--- Tasks to perform ---
- a) Repeat the thumbsucking thread between "Wish I had some" and "fun of him.", inclusive, swapping "bedtime" for "naptime".
- b) Write the next part of the thumbsucking forum thread, picking up after its last post.

--- Document section ---
Today he wore a sweater with a half-zip neck. Found him 4 times this morning curled up holding onto the zipper, sucking. When I went to change his diaper, I unzipped it, which broke the behavior for the time being. He started saying, "Oh no. I broke the zipper. I broke the zipper. Help fix it. Help fix it!!!" I didn't zip it back up and he stopped sucking. Isn't that weird???

DS2 is sucking away, not taking a pacifier either. So annoying since I know what DS1's teeth look like after 2 years on the thumb. Argh.

Although I don't have an answer for you, I'd love to hear how some stopped the behavior at whatever age.

egoldber
01-04-2010, 09:08 PM
Sarah was an avid thumbsucker. She gradually stopped on her own at age 7. I wouldn't do anything differently. It's a self soothing and stress relieving behavior. By telling them to stop, you actually create more stress.

Also, be aware that if they stop thumbsucking, they may replace it with another self soothing behavior that is even less attractive. She now chews on her fingers. Sometimes I still wish she sucked her thumb.

Cam&Clay
01-04-2010, 09:46 PM
I know that people say to just leave them alone, but as a teacher who has seen 9 year olds, and even up to 11 year olds, sucking their thumbs at school, I just want to warn you that once it gets past a certain point, other kids will make fun of the thumb sucker. That is, if they do it in school. I know of one child who takes the teasing and just keeps on sucking. She cannot stop and will be heading to middle school next year. The parents have chosen not to interfere.

Having said that, most kids do seem to drop it on their own before kindergarten.

kcandz
01-04-2010, 09:49 PM
It's a self soothing and stress relieving behavior. By telling them to stop, you actually create more stress.

Also, be aware that if they stop thumbsucking, they may replace it with another self soothing behavior that is even less attractive. She now chews on her fingers. Sometimes I still wish she sucked her thumb.


this. Mine chews on clothing sleeves, etc. It is a soothing behavior for anxiety. Thumb sucking is very rare now and DC is 6. The dentist has seen no problems, FWIW.

jayali
01-04-2010, 09:52 PM
I sucked my thumb until I was 40 and wore braces for the second time! Matthew sucks his thumb and we have tried to discourage it to no avail. He will be six in May. I don't think he does it in school - I am not sure, but the teachers did not mention it at parent teacher conferences. His bite is already ruined - he will absolutely wear braces. It is definitely a soothing thing with him as it was with me. I am hoping that he drops it on his own. I remember my family tried everything to get me to stop and I didn't. Paying for a second set of braces is what made me finally kick the habit.

Wish I had some advice for you, but I don't. My only comment is don't be so sure that he will drop it on his own. I do agree with previous posts that he is way too young, right now, to discourage.

KpbS
01-04-2010, 09:55 PM
DS1 definitely uses it to console him self and calm down when very upset. Aside from those moments, we have recently talked about just sucking it at bedtime and/ at home. He has needed it way less going from age 3.5 to 4.5 and now 5. I know it is a common behavior, but I don't want other kids making fun of him.

elephantmeg
01-04-2010, 09:56 PM
I did until 11-and then only stopped because I somehow left my blankie when we were evacuated and it wasn't the same without it. It was very hard learning to sleep without it and now I can't immagine that I ever sucked my thumb. Interestingly enough neither of my kids ever sucked their thumb (nor took a passi past a few months old.)

--- Items ---
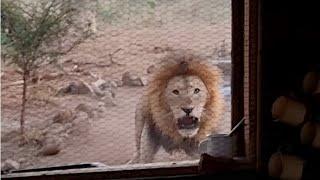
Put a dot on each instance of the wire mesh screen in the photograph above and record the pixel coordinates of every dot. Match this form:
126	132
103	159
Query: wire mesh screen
82	108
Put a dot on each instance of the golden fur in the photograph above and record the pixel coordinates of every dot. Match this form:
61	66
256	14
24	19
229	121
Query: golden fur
210	75
155	124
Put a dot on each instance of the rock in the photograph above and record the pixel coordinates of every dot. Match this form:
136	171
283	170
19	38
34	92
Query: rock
144	80
50	76
75	88
63	117
55	129
50	149
119	83
10	165
109	100
151	69
102	87
22	160
131	79
85	108
81	124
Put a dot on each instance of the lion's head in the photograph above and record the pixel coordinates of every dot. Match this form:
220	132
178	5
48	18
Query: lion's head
184	97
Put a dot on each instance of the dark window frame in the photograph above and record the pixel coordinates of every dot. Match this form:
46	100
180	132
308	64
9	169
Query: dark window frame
244	85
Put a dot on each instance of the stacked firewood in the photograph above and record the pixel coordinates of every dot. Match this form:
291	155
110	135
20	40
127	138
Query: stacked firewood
303	115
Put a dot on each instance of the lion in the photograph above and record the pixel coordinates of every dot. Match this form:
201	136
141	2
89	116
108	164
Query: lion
180	108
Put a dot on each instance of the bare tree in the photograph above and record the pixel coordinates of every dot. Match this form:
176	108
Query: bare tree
32	33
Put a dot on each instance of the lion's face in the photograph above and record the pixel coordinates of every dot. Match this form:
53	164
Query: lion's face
186	96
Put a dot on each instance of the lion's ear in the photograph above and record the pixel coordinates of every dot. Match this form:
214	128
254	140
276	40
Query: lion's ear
183	68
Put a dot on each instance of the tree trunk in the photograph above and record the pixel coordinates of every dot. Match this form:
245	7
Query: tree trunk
24	99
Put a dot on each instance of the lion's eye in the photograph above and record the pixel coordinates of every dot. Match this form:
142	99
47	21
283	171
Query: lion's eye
197	90
175	92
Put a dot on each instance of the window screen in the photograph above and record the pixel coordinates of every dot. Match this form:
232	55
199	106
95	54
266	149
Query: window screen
81	108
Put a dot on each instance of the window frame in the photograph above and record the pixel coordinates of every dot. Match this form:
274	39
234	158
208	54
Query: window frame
244	89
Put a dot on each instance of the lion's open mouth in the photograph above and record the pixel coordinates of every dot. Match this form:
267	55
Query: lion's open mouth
188	122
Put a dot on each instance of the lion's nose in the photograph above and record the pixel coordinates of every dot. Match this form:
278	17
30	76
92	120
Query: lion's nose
187	110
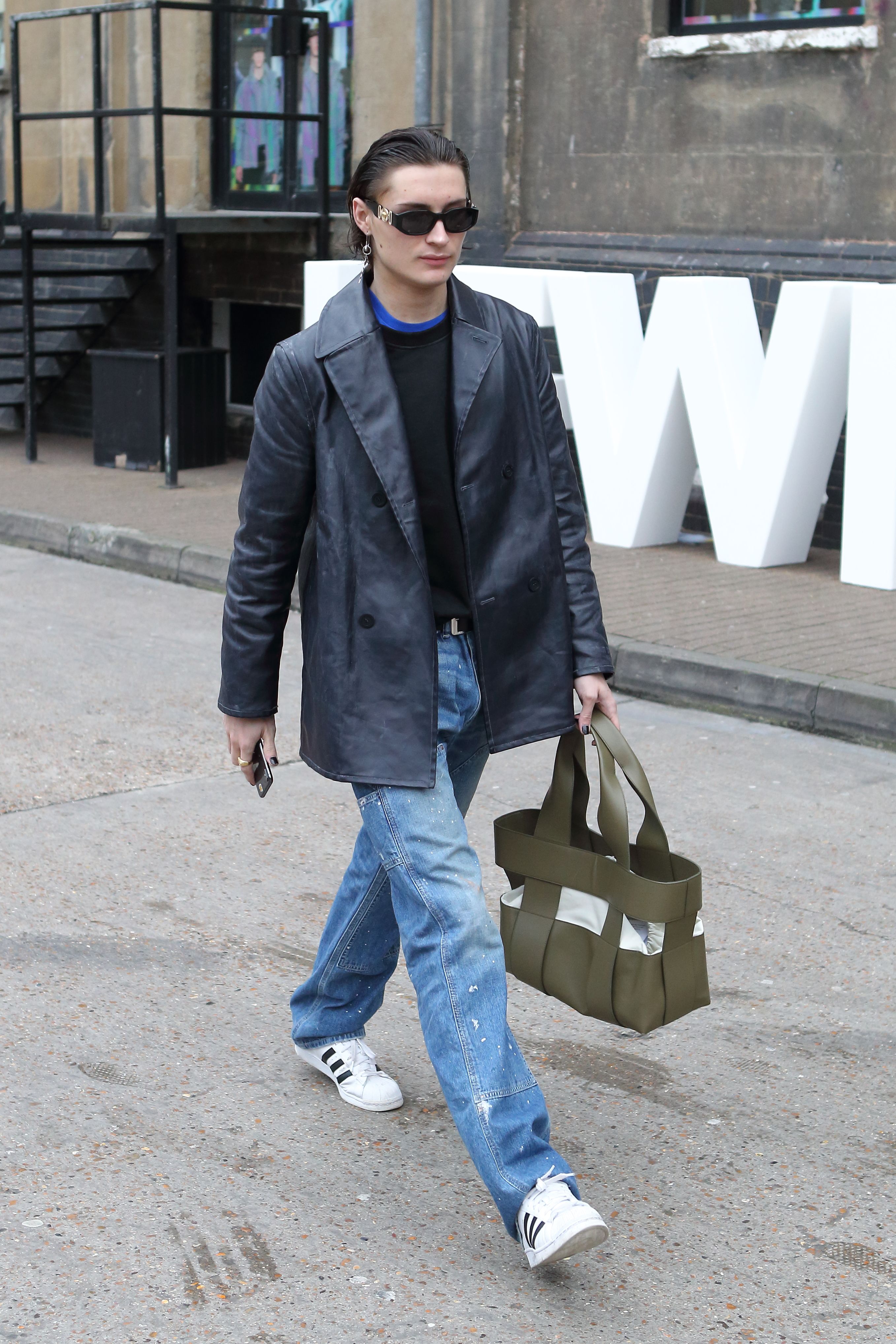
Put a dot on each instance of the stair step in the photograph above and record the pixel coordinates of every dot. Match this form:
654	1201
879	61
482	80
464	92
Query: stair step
66	288
57	316
46	366
48	343
62	261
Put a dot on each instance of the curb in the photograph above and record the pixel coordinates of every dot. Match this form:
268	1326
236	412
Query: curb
853	710
119	547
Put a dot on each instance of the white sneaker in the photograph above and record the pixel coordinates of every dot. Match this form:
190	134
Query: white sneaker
554	1225
359	1078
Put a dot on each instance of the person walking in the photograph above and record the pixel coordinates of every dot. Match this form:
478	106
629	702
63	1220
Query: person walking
412	464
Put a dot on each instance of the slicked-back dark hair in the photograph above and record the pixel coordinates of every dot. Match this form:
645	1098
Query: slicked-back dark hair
395	150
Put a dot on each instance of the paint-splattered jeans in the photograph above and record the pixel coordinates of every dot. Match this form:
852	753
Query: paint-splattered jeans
414	874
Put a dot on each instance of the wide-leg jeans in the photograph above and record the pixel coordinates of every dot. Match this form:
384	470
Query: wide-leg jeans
415	878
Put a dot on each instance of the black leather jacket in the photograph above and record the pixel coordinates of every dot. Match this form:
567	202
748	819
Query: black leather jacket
330	466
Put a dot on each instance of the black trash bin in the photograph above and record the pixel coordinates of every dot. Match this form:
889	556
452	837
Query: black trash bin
129	408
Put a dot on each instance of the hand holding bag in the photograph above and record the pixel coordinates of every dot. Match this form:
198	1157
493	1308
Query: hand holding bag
609	928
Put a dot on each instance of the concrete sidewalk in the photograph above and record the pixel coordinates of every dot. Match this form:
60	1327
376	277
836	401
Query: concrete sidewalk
792	644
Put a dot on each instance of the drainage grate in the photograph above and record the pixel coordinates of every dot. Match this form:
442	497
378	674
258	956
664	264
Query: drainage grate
111	1074
855	1256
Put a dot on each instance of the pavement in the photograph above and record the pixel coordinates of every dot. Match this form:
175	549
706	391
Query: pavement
789	646
174	1174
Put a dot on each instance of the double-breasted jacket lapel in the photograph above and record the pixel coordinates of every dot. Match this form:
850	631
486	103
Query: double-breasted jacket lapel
350	343
472	351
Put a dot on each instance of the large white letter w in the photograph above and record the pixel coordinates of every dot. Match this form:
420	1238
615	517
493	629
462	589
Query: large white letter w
764	427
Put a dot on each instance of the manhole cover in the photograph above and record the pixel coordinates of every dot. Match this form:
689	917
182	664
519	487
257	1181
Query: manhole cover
111	1074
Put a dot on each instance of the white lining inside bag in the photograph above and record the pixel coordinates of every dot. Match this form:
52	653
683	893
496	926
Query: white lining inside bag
590	912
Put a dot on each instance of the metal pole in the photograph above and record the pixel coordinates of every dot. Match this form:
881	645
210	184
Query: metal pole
424	65
99	183
17	124
158	120
30	392
323	135
171	354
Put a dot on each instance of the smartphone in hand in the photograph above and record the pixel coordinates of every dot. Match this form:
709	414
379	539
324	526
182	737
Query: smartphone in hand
262	773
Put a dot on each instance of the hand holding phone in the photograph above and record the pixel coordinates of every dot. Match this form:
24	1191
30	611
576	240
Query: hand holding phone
262	773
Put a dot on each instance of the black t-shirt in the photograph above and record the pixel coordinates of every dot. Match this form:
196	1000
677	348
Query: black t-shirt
421	365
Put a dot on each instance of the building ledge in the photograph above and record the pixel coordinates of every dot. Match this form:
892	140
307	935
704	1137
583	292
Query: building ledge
856	38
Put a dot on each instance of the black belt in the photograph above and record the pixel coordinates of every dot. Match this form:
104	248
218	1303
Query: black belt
457	625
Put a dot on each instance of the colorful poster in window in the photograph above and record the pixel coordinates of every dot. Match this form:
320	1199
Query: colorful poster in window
764	13
258	86
340	34
257	147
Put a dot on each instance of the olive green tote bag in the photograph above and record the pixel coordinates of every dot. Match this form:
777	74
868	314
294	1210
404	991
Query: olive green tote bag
609	928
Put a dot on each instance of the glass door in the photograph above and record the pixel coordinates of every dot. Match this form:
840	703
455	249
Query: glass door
269	64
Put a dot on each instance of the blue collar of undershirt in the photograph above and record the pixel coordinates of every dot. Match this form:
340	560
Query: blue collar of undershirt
386	319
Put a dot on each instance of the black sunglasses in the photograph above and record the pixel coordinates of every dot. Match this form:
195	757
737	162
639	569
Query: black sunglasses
417	224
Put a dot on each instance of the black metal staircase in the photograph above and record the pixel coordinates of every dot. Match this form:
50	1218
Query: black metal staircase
80	288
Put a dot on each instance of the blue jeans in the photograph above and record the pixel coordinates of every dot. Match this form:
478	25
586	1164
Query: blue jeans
414	875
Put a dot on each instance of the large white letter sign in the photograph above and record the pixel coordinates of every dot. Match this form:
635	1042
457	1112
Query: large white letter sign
698	389
868	554
764	428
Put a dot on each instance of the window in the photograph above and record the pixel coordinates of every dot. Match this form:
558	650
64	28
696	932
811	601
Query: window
746	15
269	65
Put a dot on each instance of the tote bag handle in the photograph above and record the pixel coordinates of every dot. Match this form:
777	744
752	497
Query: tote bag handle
563	812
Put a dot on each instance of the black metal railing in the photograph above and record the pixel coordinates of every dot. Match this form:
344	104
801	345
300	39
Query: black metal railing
160	222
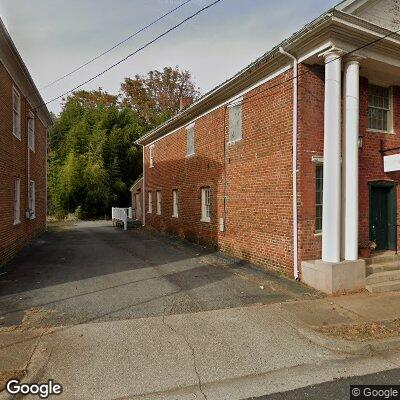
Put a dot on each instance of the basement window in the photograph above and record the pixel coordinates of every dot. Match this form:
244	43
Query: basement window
206	204
319	183
379	108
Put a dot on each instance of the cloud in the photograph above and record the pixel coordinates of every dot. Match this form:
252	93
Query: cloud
55	36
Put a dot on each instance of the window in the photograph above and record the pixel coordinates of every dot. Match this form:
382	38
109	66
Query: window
319	180
152	156
150	205
31	131
190	140
206	204
379	104
175	203
17	201
158	198
16	113
32	200
235	122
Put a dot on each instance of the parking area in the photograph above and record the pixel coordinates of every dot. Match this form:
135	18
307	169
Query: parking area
93	272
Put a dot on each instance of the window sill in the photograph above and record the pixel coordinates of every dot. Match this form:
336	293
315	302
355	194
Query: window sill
231	143
391	132
19	137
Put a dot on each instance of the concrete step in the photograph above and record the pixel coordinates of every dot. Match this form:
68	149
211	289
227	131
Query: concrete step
381	277
383	267
385	257
134	224
384	287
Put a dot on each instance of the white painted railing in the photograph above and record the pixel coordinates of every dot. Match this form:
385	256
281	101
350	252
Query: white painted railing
121	214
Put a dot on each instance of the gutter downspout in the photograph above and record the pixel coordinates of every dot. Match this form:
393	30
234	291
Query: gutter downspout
294	162
143	188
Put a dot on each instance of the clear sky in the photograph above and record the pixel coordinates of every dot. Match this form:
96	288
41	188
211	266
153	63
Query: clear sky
55	36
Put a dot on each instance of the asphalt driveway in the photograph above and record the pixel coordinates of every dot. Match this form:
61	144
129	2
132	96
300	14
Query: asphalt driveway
93	272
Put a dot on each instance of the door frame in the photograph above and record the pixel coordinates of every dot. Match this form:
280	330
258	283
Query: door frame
392	210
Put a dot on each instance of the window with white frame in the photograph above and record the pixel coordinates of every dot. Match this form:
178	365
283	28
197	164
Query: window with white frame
16	113
151	155
235	122
150	203
190	140
206	204
17	201
31	131
319	190
175	203
379	108
158	198
32	199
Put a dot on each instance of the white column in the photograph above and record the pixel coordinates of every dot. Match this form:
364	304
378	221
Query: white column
350	157
332	181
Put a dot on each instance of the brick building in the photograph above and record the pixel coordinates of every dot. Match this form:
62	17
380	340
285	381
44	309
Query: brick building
284	162
23	125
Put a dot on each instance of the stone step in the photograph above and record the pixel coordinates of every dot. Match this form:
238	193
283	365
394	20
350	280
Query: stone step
382	267
381	277
384	287
386	257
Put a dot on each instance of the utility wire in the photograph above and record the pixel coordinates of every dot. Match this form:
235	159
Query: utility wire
131	54
113	47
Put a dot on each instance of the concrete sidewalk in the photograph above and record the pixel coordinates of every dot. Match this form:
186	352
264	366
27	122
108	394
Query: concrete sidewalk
222	354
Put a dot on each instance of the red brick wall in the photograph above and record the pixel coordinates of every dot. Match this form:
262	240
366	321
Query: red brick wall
13	164
311	133
258	180
137	190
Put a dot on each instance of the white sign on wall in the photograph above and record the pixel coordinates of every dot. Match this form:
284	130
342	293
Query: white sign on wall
391	163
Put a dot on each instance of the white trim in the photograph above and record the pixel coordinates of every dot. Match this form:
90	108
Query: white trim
233	98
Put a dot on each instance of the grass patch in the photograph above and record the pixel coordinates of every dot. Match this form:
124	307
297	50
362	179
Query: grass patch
363	331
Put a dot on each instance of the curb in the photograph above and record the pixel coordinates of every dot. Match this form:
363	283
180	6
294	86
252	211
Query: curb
34	371
339	345
349	347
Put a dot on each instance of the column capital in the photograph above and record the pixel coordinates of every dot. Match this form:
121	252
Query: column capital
331	53
353	58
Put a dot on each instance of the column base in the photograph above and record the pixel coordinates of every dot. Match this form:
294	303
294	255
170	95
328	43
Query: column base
334	278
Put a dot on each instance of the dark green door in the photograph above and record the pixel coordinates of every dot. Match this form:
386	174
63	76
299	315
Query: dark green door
383	217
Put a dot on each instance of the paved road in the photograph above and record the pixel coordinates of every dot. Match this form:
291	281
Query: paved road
115	315
95	272
336	390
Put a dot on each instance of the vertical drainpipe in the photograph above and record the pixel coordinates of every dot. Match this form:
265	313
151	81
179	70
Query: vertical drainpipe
143	189
294	162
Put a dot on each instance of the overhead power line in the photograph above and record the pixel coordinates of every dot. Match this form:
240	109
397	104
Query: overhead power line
131	54
113	47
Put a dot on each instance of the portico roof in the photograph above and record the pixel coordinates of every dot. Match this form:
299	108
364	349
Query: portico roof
335	27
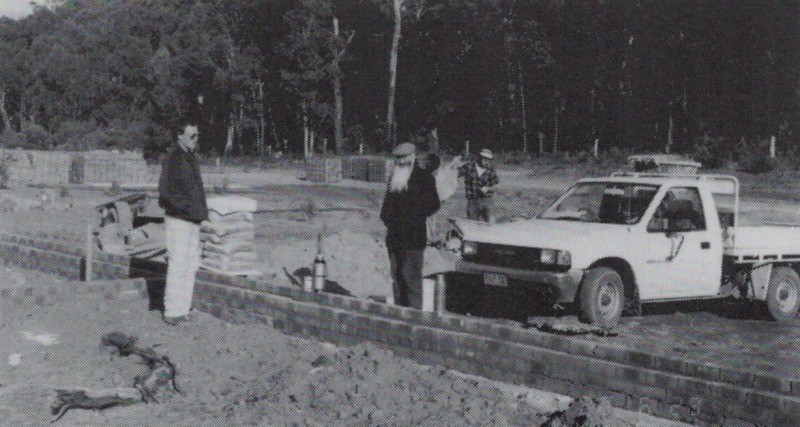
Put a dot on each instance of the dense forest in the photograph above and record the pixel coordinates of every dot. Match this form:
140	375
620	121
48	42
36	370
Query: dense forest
530	76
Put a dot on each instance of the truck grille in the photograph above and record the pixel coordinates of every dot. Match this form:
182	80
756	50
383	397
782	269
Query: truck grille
511	257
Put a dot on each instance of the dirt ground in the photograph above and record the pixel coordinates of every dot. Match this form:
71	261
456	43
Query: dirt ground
238	375
235	375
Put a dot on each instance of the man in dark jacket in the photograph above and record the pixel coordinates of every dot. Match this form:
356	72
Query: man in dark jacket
410	199
183	198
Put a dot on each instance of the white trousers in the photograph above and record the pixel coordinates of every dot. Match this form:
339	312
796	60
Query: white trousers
183	249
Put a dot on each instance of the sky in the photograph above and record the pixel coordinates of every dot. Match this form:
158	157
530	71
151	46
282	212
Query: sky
15	8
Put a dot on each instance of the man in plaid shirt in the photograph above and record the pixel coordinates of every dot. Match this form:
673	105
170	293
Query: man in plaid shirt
480	180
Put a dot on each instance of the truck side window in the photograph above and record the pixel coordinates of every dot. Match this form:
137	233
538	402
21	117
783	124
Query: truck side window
681	210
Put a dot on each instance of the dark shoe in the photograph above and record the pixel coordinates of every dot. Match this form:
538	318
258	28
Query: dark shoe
172	321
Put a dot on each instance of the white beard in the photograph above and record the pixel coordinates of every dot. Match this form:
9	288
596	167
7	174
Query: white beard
399	180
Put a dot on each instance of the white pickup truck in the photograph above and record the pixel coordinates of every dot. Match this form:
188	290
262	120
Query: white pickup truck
610	244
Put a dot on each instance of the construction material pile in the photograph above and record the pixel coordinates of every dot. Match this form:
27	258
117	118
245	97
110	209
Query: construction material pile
131	226
228	236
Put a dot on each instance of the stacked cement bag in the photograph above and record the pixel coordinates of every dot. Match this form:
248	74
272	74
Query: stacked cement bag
228	235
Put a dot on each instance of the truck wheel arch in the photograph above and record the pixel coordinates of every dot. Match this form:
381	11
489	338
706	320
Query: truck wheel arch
633	306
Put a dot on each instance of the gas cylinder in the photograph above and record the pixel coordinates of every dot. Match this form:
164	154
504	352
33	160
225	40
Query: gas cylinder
320	269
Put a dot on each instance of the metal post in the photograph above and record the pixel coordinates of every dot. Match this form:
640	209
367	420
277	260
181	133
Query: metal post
89	252
440	292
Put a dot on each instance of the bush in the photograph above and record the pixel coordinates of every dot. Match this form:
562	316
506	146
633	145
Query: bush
710	151
754	157
3	173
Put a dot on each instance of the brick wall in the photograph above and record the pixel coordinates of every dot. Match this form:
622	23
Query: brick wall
699	392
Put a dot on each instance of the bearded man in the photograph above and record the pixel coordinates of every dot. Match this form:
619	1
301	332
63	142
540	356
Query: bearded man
410	199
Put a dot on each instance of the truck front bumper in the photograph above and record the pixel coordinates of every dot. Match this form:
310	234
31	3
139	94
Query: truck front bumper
564	284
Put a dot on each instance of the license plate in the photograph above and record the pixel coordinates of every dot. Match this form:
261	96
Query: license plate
495	279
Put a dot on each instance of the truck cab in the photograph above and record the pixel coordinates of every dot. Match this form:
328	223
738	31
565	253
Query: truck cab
612	243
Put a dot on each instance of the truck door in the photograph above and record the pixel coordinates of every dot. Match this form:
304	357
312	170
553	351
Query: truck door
684	256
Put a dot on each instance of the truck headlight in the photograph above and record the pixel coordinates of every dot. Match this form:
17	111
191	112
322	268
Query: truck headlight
555	257
564	258
469	248
548	256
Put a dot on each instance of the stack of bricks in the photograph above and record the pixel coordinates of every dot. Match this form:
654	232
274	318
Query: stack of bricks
324	169
113	166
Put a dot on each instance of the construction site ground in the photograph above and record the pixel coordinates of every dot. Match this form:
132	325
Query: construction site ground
233	374
218	361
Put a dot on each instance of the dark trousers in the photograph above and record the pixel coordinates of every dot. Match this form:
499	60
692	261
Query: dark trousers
406	268
478	209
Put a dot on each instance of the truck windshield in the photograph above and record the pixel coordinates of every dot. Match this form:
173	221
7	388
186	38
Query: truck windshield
604	202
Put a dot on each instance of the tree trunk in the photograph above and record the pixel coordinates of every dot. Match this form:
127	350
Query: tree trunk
273	127
523	112
306	135
4	112
390	123
231	132
541	143
337	95
670	141
555	132
262	122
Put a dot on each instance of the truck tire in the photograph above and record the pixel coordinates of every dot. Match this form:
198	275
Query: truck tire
783	295
602	297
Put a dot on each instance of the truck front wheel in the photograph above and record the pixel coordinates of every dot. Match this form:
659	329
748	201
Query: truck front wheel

--- Exercise answers ---
- a)
Wish I had some advice for you, but I don't. My only comment is don't be so sure that he will drop it on his own. I do agree with previous posts that he is way too young, right now, to discourage.

KpbS
01-04-2010, 09:55 PM
DS1 definitely uses it to console him self and calm down when very upset. Aside from those moments, we have recently talked about just sucking it at naptime and/ at home. He has needed it way less going from age 3.5 to 4.5 and now 5. I know it is a common behavior, but I don't want other kids making fun of him.

- b)
scrooks
01-04-2010, 10:57 PM
My DD is a thumb sucker and the dentist told us to try and stop it now (she is 2.5). On her own, it seems she does it less and less and mostly just sucks her thumb when falling asleep or when she is upset. I honestly have no problem with it and am not too worried about it yet. DS is starting to suck on his fingers and thumb...we'll see what happens.

For what it's worth neither of my children have been pacifier fans and DD has always been a great sleeper - I think the self soothing of the thumb has helped.

shishamo
01-04-2010, 11:24 PM
My third child who is 5 sucks her thumb a lot, including times like story time at preschool, in the car, when she is bored, etc. She is also hands down the best sleeper. She is also just the most easy-going child that I have- not high-strung, like the other two. I do think having a blankie and her thumb helped with that.

I do worry about braces but my older two needs braces for sure (one has it, the other just had a consultation) so I sort of think it is inevitable that she will need it anyway. It is kind of funny, though, because my third child has the straightest teeth of all my children so far, despite all that sucking.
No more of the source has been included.